── EXERCISE INPUT

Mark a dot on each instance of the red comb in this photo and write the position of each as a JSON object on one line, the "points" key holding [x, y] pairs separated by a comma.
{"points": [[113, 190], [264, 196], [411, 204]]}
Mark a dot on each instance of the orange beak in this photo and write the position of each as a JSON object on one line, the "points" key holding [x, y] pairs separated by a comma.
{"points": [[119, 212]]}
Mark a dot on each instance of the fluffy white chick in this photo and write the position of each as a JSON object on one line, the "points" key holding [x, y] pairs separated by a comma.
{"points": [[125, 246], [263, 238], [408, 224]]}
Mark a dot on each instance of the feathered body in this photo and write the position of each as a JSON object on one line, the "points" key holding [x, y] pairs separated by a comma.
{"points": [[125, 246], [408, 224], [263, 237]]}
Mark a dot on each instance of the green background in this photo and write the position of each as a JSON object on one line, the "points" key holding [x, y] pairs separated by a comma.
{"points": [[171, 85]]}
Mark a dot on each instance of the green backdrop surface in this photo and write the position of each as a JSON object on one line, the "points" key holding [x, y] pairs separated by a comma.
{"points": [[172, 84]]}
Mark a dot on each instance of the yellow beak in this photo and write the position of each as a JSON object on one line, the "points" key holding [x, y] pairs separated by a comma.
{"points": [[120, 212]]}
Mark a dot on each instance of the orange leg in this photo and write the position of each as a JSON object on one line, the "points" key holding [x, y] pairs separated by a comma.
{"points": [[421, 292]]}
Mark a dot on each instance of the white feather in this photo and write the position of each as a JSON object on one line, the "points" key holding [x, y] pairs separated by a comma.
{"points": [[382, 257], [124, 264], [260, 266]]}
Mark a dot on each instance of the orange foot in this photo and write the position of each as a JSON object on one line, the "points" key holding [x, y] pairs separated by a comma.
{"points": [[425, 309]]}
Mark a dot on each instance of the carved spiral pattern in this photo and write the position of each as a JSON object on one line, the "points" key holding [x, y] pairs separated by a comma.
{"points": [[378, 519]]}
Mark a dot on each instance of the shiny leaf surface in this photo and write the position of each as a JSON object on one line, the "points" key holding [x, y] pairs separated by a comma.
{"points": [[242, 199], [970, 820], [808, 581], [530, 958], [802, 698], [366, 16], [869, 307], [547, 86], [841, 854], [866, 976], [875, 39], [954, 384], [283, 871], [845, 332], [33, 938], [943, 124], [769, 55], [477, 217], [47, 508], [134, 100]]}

────

→ WHAT THE TASK REQUIRES: Rewrite every line of the records above as a numbered list, leaving out any blank lines.

→ EXPECTED OUTPUT:
1. Mark a dot on each instance of the red comb in this photo and write the position of each as a JSON object on one line, the "points" key holding [x, y] pairs separated by a comma.
2. {"points": [[113, 190], [264, 196], [411, 204]]}
3. Mark a dot on each instance of the orange beak in this photo and write the position of each as a JSON object on one line, the "points" key holding [x, y] pairs separated by a comma.
4. {"points": [[119, 212]]}
5. Mark a dot on each instance of the fluffy white chick in this photo and write the position of each as a JSON object on one line, the "points" key holding [x, y] pairs separated by a comma.
6. {"points": [[125, 246], [263, 238], [408, 224]]}
7. Mark a dot on each instance of the feathered body in this photo and write the position of each as a JSON object on one line, the "points" key holding [x, y] pairs separated by a comma.
8. {"points": [[125, 246], [408, 224], [263, 237]]}
9. Mark a dot on each instance of the green background in this photo and write the position of each as a JSON object on one line, the "points" key holding [x, y] pairs separated by a comma.
10. {"points": [[171, 85]]}
11. Mark a dot on each instance of the green backdrop surface in this photo and write the position of each as a JSON object on one line, the "points" key holding [x, y] pairs separated by a comma.
12. {"points": [[172, 84]]}
13. Mark a dot on each instance of the yellow beak in this photo and write the position of each as a JSON object on one line, the "points" key holding [x, y] pairs separated by a comma.
14. {"points": [[120, 212]]}
15. Mark a dot on each instance of the orange leg in this photo and write the position of each as a JSON object on one line, the "points" key holding [x, y] pairs separated by a comma.
16. {"points": [[421, 292]]}
17. Mark a dot on each instance of the white feather in this photo and write the position of each as a JSON object on one line, the "points" key holding [x, y] pairs separated by a comma.
18. {"points": [[382, 257], [124, 264], [260, 266]]}
19. Mark a dot on each instance of the orange foot in this photo and write the position of each as a JSON object on one line, the "points" key holding [x, y] pairs separated by a comma.
20. {"points": [[425, 309]]}
21. Mark a dot on each instance of the carved spiral pattern in this photo and write the position of each as a JSON object on one line, the "points" key holding [x, y] pairs separated by a comma.
22. {"points": [[378, 519]]}
23. Mark a dot on each instance of the shiny leaf surface in this photo and write the position of each as a JSON object on one line, the "points" key holding [x, y] pairs separated by a comma.
24. {"points": [[242, 199], [970, 820], [808, 581], [530, 958], [802, 698], [366, 16], [869, 307], [547, 86], [841, 854], [866, 976], [875, 39], [954, 384], [283, 871], [845, 332], [33, 938], [943, 124], [769, 55], [477, 217], [47, 508], [134, 100]]}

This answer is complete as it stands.